WHAT NEEDS TO BE DONE – Copy every record below word for word, without changing or leaving out anything.

────────────────────────────────────────

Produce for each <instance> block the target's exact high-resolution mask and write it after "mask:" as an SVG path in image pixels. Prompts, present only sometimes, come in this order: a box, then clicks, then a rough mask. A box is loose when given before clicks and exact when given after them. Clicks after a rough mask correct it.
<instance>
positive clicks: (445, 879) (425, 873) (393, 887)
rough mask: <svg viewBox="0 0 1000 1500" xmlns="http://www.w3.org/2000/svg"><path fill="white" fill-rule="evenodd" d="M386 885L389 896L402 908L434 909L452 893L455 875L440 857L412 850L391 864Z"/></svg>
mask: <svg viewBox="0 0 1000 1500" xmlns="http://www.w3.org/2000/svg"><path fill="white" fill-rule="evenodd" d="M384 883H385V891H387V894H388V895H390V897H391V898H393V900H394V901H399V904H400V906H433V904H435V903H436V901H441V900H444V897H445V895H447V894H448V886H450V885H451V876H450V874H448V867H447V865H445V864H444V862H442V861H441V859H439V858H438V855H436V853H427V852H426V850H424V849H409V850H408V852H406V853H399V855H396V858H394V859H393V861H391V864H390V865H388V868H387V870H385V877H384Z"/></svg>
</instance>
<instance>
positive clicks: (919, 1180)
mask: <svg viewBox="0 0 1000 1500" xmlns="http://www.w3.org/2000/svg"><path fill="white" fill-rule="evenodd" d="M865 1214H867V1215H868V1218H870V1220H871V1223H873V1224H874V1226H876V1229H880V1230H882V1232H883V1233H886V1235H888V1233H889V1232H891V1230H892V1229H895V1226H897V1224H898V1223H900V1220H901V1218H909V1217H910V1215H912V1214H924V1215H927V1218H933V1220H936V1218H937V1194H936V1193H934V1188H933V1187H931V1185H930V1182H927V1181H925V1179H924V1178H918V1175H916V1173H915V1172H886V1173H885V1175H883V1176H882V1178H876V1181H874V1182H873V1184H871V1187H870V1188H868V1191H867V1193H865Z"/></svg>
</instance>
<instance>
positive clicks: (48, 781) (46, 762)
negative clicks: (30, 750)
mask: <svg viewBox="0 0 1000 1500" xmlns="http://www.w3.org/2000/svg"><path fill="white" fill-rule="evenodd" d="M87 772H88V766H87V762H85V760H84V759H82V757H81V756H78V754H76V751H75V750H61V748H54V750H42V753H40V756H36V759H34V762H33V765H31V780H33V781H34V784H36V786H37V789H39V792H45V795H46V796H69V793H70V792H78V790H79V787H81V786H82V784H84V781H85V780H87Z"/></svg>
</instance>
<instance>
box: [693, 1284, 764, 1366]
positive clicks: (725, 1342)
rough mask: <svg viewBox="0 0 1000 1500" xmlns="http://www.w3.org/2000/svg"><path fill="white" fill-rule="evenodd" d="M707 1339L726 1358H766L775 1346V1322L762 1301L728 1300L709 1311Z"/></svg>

────────────────────────────────────────

OUTPUT –
Produce for each <instance> block the target's exact high-resolution mask and write it after "mask:" as an SVG path in image pixels. Prompts, present only sometimes, come in this order: a box, then clicks, then a rough mask. A box is loose when given before clicks and exact when given after them. Clicks after a rough mask correct it.
<instance>
positive clicks: (445, 879) (425, 873) (393, 887)
rough mask: <svg viewBox="0 0 1000 1500" xmlns="http://www.w3.org/2000/svg"><path fill="white" fill-rule="evenodd" d="M386 885L389 896L402 908L434 909L452 893L455 875L440 857L412 850L391 864Z"/></svg>
mask: <svg viewBox="0 0 1000 1500" xmlns="http://www.w3.org/2000/svg"><path fill="white" fill-rule="evenodd" d="M384 883H385V891H387V894H388V895H390V897H391V898H393V900H394V901H399V904H400V906H433V904H435V903H436V901H441V900H444V897H445V895H447V894H448V886H450V885H451V876H450V874H448V867H447V865H445V864H444V862H442V861H441V859H439V858H438V855H436V853H427V852H426V850H424V849H409V850H408V852H406V853H399V855H396V858H394V859H393V861H391V864H390V865H388V868H387V870H385V877H384Z"/></svg>
</instance>
<instance>
positive clicks: (919, 1180)
mask: <svg viewBox="0 0 1000 1500" xmlns="http://www.w3.org/2000/svg"><path fill="white" fill-rule="evenodd" d="M865 1214H867V1215H868V1218H870V1220H871V1223H873V1224H874V1226H876V1229H880V1230H882V1232H883V1233H886V1235H888V1233H889V1232H891V1230H892V1229H895V1226H897V1224H898V1223H900V1220H901V1218H909V1217H910V1215H912V1214H924V1215H927V1218H933V1220H936V1218H937V1194H936V1193H934V1188H933V1187H931V1185H930V1182H927V1181H925V1179H924V1178H918V1175H916V1173H915V1172H886V1173H885V1175H883V1176H882V1178H876V1181H874V1182H873V1184H871V1187H870V1188H868V1191H867V1193H865Z"/></svg>
</instance>
<instance>
positive clicks: (48, 781) (46, 762)
negative clicks: (30, 750)
mask: <svg viewBox="0 0 1000 1500" xmlns="http://www.w3.org/2000/svg"><path fill="white" fill-rule="evenodd" d="M87 772H88V766H87V762H85V760H84V759H82V757H81V756H78V754H76V751H75V750H61V748H54V750H42V753H40V756H36V759H34V762H33V765H31V780H33V781H34V784H36V786H37V789H39V792H45V795H46V796H69V793H70V792H78V790H79V787H81V786H82V784H84V781H85V780H87Z"/></svg>
</instance>
<instance>
box: [693, 1284, 764, 1366]
positive clicks: (725, 1342)
rough mask: <svg viewBox="0 0 1000 1500" xmlns="http://www.w3.org/2000/svg"><path fill="white" fill-rule="evenodd" d="M707 1339L726 1358H766L775 1346V1322L762 1301L728 1300L709 1311Z"/></svg>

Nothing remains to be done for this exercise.